• TEXTE SOURCE:

LES FAUX CULS DE LA LIBERTE D'EXPRESSION ET LA TURQUIE

Oui, je sais maintenant, l’actualité c’est la Chine, les Jeux Olympiques avec leur double aspect politique et sportif. La tentative, avortée pile poil, d’interdire le parti Justice et Développement par un coup d’Etat judiciaire, est devenue une vieille histoire. Et un blog se doit d’être réactif, son intérêt est de pouvoir suivre l’actu. pas à pas.

Eh bien non, ma conception d’un blog est qu’il est un lieu de liberté. Il est possible de réagir au quart de tour à un événement imprévu, mais qui prend sens dans un ensemble qui fait que l’analyse est déjà prête. Il est possible aussi de ruminer un événement, d’en parler alors que cela ne semble plus de saison, parce que l’on a à dire quelque chose qui ne semble pas avoir été dit.

• LISTE:

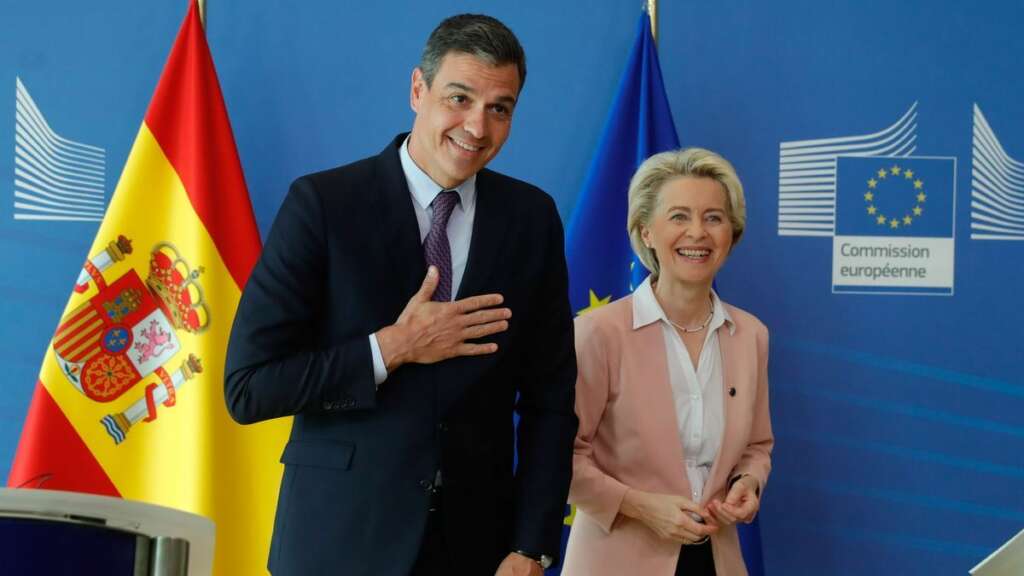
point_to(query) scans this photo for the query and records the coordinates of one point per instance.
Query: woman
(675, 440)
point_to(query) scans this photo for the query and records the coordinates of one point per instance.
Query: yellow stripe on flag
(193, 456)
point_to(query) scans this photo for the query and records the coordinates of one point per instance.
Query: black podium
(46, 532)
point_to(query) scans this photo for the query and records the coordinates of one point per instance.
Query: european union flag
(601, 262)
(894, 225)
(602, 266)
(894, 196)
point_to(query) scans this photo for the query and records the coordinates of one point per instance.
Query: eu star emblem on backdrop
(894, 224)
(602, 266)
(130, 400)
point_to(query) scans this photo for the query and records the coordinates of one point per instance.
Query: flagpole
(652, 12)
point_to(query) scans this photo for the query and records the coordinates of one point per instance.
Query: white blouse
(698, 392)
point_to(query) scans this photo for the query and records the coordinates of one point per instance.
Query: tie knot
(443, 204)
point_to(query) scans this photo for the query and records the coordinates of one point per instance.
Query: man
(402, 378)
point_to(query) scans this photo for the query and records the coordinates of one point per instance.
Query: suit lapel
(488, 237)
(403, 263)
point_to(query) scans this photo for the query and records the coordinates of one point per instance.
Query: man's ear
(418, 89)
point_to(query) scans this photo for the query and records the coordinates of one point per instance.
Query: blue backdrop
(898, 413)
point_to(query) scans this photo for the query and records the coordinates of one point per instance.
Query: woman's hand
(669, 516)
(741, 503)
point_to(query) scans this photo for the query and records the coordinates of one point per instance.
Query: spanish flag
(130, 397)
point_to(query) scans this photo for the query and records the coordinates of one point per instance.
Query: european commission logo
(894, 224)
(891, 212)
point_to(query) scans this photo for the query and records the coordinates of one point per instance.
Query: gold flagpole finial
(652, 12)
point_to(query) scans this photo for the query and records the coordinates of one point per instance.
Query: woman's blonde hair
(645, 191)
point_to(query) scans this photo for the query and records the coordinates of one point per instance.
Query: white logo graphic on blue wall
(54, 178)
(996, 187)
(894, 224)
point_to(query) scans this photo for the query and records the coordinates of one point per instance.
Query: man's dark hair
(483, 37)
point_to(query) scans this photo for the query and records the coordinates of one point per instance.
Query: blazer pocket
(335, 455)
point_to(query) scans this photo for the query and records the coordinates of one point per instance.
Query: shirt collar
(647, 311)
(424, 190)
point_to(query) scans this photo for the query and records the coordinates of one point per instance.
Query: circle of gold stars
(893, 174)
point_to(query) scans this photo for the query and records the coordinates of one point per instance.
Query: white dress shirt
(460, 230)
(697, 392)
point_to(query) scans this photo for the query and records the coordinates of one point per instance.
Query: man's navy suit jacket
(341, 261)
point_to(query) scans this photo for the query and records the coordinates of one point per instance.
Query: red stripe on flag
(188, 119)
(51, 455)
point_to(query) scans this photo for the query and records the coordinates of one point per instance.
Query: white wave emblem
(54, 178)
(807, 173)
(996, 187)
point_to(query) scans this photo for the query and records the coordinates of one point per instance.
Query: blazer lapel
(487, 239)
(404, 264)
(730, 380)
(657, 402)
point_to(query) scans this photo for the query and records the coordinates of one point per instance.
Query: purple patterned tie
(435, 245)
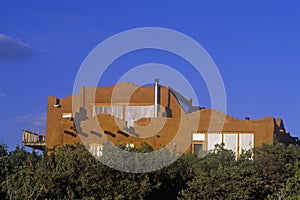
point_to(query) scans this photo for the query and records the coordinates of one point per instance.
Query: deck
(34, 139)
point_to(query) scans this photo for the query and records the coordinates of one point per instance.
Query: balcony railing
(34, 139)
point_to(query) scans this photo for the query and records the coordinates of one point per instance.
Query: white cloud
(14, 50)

• OBJECTIFS:
a – D'après le texte source, pourquoi peut-on parler d'un événement alors que cela ne semble plus de saison ? Répondez en une à trois phrases.
b – Recopiez, s'il vous plaît, le passage du texte source qui va de "LES FAUX CULS" jusqu'à "avoir été dit.".

• RÉPONSES ATTENDUES:
a – Selon le texte, on peut parler d'un événement qui ne semble plus de saison parce qu'on a quelque chose à dire qui ne semble pas avoir été dit. Cela découle de la conception du blog comme un lieu de liberté.

b –
LES FAUX CULS DE LA LIBERTE D'EXPRESSION ET LA TURQUIE

Oui, je sais maintenant, l’actualité c’est la Chine, les Jeux Olympiques avec leur double aspect politique et sportif. La tentative, avortée pile poil, d’interdire le parti Justice et Développement par un coup d’Etat judiciaire, est devenue une vieille histoire. Et un blog se doit d’être réactif, son intérêt est de pouvoir suivre l’actu. pas à pas.

Eh bien non, ma conception d’un blog est qu’il est un lieu de liberté. Il est possible de réagir au quart de tour à un événement imprévu, mais qui prend sens dans un ensemble qui fait que l’analyse est déjà prête. Il est possible aussi de ruminer un événement, d’en parler alors que cela ne semble plus de saison, parce que l’on a à dire quelque chose qui ne semble pas avoir été dit.